Recently, in therapy I have been working on my mother. More specifically, how she was not emotionally there for me.
One aspect of infancy and early childhood that I find interesting is the trust aspect. As children, mom is supposed to be the first person that we trust. I know for me that is not the case. For me, mom meant pain and hurt. Mom meant that I was never good enough and often was left yearning for her attention.
Today, I am a mom. Mother’s day is hard. I think of my mom who I want to be there to hear about the hurt and pain and just cannot seem to do that. Then there are my grandmother and aunt who were there and did hug me. They allowed me to play dolls with them, cook with them, and just be myself.
Then I think of myself as a mom. To me, I have not been a great mom. I try to be there for my kids. They live so far away from me and I see them every third weekend. I try to make the time I have with them special and call them every night to see how their day was. I am hoping that I am at least there enough that they will not feel like I was absent. Not there, not able to connect.
I do not want them to have to go through the pain that I am going through now. Pain that started when I was born and had a mom who was just not ready to be a mom to another child after losing two.
As an adult, I cannot imagine her pain. As a child, I never felt good enough for her.
Just because it is called mother’s day, I wonder who my “mom” really was. Mom can mean anyone who supports, comforts, nurtures, and helps a child along in life. In that case, I think that I was lucky enough to have two women in my life for a few years who fit that exact description. The child inside of me yearns for them and thinks about them every mother’s day.

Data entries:
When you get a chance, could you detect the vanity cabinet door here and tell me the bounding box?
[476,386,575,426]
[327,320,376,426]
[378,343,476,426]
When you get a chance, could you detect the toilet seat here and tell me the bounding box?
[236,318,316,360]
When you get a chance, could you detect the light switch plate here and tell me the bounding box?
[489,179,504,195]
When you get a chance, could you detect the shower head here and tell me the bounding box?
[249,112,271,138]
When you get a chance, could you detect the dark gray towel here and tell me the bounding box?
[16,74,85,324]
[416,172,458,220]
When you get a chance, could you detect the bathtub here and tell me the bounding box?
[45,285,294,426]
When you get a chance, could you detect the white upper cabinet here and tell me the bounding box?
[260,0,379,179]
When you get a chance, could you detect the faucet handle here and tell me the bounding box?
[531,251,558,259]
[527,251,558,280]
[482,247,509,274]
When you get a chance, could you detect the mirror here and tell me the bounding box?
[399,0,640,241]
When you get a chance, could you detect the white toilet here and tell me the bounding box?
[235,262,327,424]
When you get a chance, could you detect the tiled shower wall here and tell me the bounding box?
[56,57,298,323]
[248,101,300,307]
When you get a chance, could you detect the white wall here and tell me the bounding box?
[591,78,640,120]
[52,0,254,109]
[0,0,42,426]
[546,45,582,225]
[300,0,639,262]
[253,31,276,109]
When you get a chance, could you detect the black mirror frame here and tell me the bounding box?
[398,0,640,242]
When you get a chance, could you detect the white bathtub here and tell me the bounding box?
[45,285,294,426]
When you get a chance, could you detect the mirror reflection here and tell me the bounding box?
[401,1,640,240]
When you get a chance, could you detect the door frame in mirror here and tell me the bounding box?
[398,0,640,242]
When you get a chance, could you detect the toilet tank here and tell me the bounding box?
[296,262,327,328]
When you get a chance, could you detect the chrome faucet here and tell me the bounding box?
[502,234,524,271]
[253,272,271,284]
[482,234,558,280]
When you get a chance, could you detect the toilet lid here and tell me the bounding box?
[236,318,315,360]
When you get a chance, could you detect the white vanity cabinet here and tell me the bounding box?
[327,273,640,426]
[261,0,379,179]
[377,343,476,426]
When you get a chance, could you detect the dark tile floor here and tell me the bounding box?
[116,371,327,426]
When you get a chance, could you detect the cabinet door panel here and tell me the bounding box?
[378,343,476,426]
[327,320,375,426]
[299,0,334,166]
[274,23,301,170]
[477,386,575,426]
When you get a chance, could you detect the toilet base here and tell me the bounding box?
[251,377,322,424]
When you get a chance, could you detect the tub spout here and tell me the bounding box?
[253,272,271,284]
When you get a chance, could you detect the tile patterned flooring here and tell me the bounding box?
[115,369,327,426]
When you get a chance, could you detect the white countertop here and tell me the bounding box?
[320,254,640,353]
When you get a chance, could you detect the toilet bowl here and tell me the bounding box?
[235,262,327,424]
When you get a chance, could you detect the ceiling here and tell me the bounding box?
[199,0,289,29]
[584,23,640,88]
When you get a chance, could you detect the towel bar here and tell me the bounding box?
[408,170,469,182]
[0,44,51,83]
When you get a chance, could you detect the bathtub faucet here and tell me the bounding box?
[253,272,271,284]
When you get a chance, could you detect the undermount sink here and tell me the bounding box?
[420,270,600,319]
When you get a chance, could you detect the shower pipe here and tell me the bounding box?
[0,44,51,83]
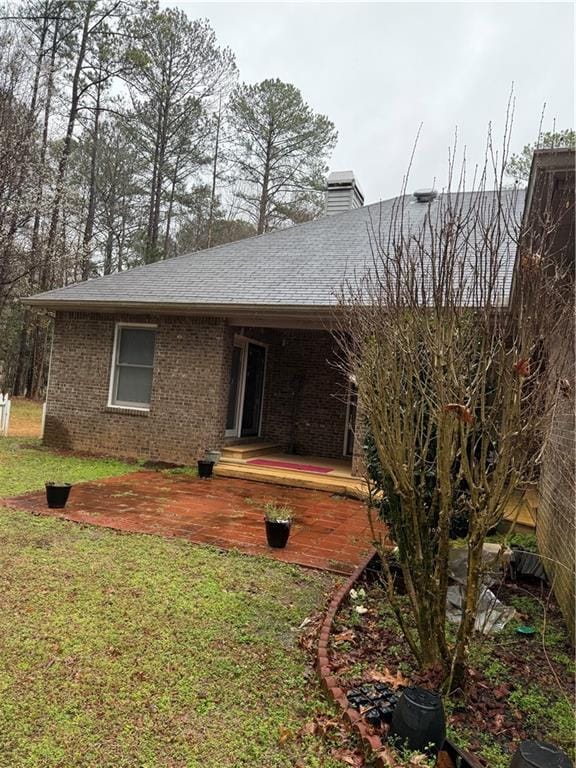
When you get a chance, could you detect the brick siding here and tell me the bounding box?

Exercise requirements
1 > From the Mother's Day text, copy the passage starting at "I do not want" and ending at "enough for her.".
2 > In the Mother's Day text, which two relatives does the writer say were there and hugged them?
3 > Decide whether each statement agrees with the Mother's Day text, answering yes or no and quoting the words that settle it: (a) The writer calls the kids every night. (b) The writer's kids live close by. (c) The writer considers themselves a great mom.
These data entries were taken from a separate source and have no connection to the text.

Completed exercise
1 >
I do not want them to have to go through the pain that I am going through now. Pain that started when I was born and had a mom who was just not ready to be a mom to another child after losing two.
As an adult, I cannot imagine her pain. As a child, I never felt good enough for her.

2 > The writer's grandmother and aunt.

3 >
(a) Yes: "call them every night to see how their day was"
(b) No: "They live so far away from me"
(c) No: "To me, I have not been a great mom."